SELECTED PASSAGE |
↓↓↓
Critical Art Ensemble (CAE) is a collective of five tactical media practitioners of various specializations including computer graphics and web design, film/video, photography, text art, book art, and performance. For CAE, tactical media is situational, ephemeral, and self-terminating. It encourages the use of any media that will engage a particular socio-political context in order to create molecular interventions and semiotic shocks that collectively could diminish the rising intensity of authoritarian culture.
Since its formation in 1987 in Tallahassee, Florida, CAE has been frequently invited to exhibit and perform projects examining issues surrounding information, communications and bio-technologies by museums and other cultural institutions. These include the Whitney Museum and the New Museum in NYC; the Corcoran Museum in Washington D.C.; the ICA, London; the MCA, Chicago; Schirn Kunsthalle, Frankfurt; Musée d’Art Moderne de la Ville de Paris; the London Museum of Natural History; Kunsthalle Luzern, and dOCUMENTA 13.
↑↑↑
RECORDS SHOWN |
↓↓↓
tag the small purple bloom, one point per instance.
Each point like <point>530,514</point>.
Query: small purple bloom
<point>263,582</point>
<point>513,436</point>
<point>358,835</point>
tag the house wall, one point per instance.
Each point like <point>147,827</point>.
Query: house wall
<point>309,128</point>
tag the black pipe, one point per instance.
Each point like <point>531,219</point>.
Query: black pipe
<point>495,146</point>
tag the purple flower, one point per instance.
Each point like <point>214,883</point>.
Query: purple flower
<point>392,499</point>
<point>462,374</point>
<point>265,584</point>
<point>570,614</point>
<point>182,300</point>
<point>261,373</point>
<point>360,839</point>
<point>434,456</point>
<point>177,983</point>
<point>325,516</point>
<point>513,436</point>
↑↑↑
YOUR TASKS |
- A) According to the passage on Critical Art Ensemble, in what year and where was the collective formed?
- B) From the passage on Critical Art Ensemble, extract the part that opens with the words containing "Critical Art Ensemble" and closes with "of authoritarian culture.".

ANSWERS BELOW |
- A) 1987, in Tallahassee, Florida.

- B)
Critical Art Ensemble (CAE) is a collective of five tactical media practitioners of various specializations including computer graphics and web design, film/video, photography, text art, book art, and performance. For CAE, tactical media is situational, ephemeral, and self-terminating. It encourages the use of any media that will engage a particular socio-political context in order to create molecular interventions and semiotic shocks that collectively could diminish the rising intensity of authoritarian culture.